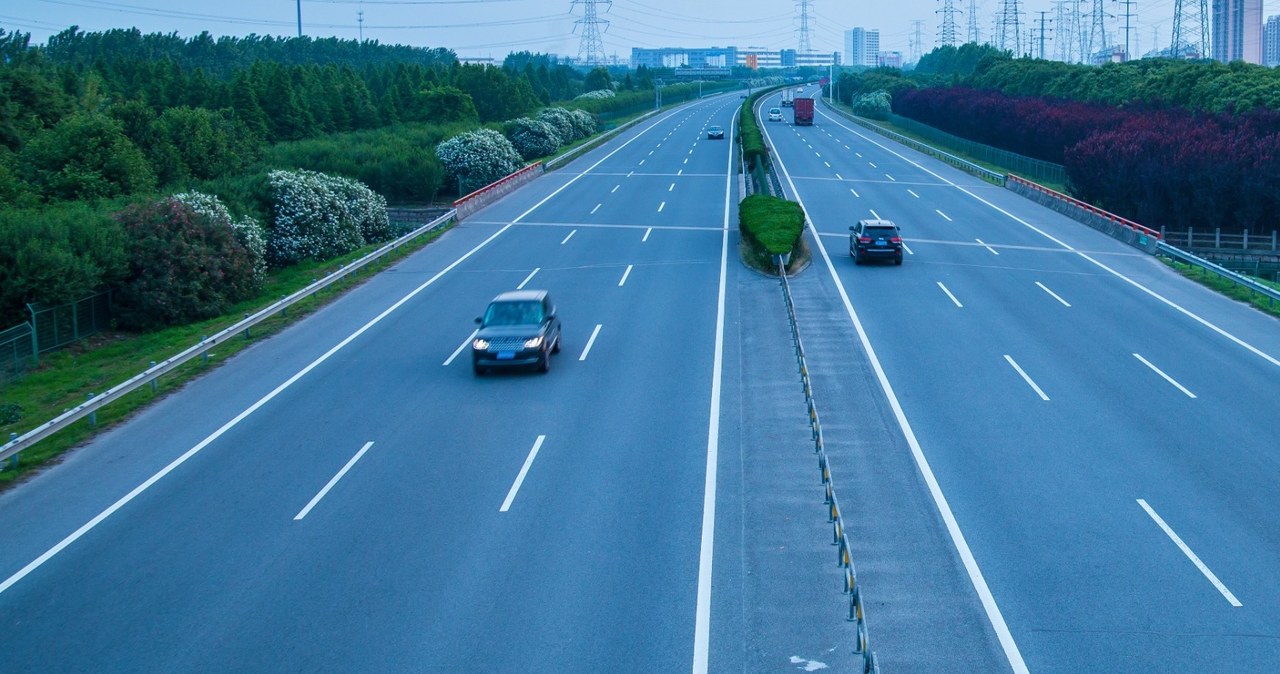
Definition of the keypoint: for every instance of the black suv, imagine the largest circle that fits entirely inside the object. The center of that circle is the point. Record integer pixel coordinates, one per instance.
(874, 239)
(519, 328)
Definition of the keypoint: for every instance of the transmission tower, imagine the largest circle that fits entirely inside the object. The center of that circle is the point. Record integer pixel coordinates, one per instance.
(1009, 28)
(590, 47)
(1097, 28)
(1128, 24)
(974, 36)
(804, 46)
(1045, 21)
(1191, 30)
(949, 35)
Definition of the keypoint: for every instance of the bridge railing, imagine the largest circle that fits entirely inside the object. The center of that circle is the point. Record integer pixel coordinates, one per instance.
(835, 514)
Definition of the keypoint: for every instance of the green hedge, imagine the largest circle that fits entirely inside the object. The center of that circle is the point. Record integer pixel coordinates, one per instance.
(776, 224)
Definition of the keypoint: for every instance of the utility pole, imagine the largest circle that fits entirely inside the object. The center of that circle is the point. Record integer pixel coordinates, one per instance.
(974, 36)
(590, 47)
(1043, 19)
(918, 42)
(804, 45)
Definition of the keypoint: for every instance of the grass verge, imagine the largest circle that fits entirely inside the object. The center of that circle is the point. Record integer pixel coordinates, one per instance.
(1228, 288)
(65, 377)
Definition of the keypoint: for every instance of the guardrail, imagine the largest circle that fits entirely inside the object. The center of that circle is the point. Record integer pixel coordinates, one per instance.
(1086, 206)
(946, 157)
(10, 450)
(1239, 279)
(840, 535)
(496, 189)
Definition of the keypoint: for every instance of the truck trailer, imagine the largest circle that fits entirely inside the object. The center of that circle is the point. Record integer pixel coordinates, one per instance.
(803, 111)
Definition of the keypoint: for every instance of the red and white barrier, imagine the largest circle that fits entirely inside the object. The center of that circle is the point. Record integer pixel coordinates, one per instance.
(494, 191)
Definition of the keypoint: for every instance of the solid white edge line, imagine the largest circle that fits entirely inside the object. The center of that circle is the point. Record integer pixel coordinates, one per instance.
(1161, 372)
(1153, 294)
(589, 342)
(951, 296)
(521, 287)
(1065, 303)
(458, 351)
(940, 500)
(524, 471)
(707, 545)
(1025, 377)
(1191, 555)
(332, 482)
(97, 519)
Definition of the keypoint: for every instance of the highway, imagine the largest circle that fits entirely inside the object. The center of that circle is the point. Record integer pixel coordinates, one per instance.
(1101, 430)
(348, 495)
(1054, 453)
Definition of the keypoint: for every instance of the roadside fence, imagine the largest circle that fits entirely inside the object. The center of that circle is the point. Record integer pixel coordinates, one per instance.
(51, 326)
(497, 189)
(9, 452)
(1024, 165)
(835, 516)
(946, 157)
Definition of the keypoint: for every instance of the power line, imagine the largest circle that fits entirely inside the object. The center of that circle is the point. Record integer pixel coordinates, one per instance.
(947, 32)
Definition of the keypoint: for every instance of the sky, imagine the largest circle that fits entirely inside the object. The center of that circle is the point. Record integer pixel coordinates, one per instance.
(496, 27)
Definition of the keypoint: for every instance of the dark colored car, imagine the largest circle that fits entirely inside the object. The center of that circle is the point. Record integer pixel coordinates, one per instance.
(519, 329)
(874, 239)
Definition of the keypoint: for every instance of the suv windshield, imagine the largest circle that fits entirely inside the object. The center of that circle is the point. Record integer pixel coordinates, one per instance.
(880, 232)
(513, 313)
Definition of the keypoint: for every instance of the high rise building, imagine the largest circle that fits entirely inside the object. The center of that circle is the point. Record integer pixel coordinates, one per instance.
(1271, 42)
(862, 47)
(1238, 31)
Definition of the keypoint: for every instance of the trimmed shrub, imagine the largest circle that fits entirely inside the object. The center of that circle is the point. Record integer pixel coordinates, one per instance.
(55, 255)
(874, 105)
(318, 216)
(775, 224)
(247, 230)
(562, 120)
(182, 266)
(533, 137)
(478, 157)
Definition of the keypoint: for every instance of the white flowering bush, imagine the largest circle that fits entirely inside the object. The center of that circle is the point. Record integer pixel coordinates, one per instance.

☆ ☆ ☆

**Problem requirements**
Exactly reproduce the lines that run from the line with "Definition of the keypoint: for every instance of the suv" through the last line of the records, inclusive.

**Response to the exercise**
Definition of the keypoint: for every instance of the suv windshield, imagine the largest circle that fits entirely inside the object. The center of that circle is the point. Record integer pixel coordinates, one per instance.
(880, 232)
(513, 313)
Definition of the keypoint: for every instance of the high rise building, imagine the largest circle that fits entirely inside the object. The center of that circle is the point. Record integer pixel coordinates, one per instance.
(1271, 42)
(862, 47)
(1238, 31)
Definition of the keypoint: for every instance of the trimmed shrub, imagine the largest circle that fits entirely inside the object. The center of that circle is the point. Record integer pixel coordinates, one per instance.
(55, 255)
(874, 105)
(318, 216)
(775, 224)
(247, 230)
(562, 120)
(182, 266)
(533, 137)
(478, 157)
Definition of the keypoint: for every instance of the white flowering bush, imagine the largest circle that fits entirely inside the object. The center of that circle is the point. Record integer pixel coordinates, one per instance.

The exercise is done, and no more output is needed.